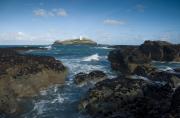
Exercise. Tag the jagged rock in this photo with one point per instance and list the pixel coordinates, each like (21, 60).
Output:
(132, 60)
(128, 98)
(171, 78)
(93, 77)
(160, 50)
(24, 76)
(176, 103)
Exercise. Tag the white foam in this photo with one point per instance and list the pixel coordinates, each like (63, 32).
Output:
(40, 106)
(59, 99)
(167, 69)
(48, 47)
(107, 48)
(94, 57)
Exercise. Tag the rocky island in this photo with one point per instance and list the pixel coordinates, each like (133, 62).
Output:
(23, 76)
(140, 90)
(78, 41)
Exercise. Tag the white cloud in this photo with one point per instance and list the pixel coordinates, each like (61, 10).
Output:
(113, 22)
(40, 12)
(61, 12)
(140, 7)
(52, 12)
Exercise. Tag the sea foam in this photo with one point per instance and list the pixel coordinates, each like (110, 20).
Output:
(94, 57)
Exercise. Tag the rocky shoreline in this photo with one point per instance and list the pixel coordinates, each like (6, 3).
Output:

- - - - - - -

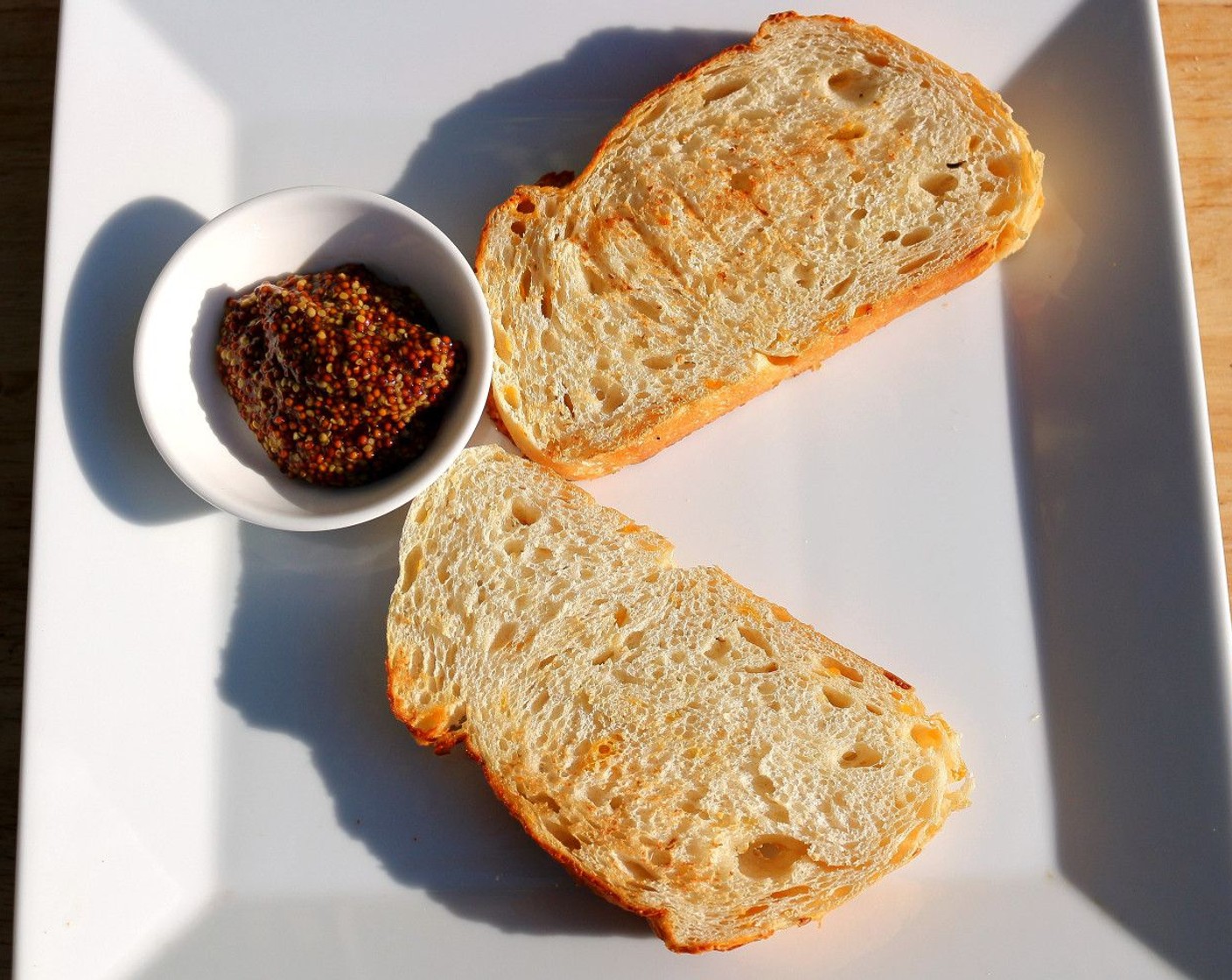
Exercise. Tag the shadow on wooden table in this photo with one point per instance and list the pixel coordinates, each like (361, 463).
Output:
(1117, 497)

- - - - - - -

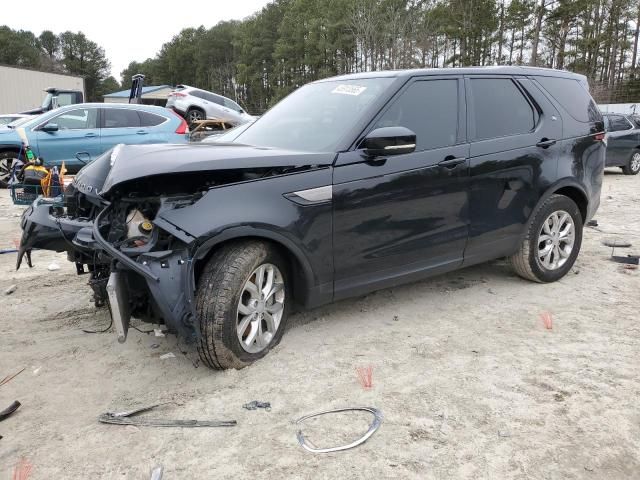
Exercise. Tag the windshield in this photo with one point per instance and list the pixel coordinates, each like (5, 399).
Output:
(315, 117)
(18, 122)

- - - - - - -

§ **What you should do**: Pick out the lines above that hold the string "foam" and show them.

§ **Solution to the exercise**:
Exercise. Tag the white foam in this photo with one point per instance and list the pixel coordinates, each like (63, 32).
Exercise. Tag the sea foam in this photo with one point per instance and list the pixel coordinates, each like (110, 20).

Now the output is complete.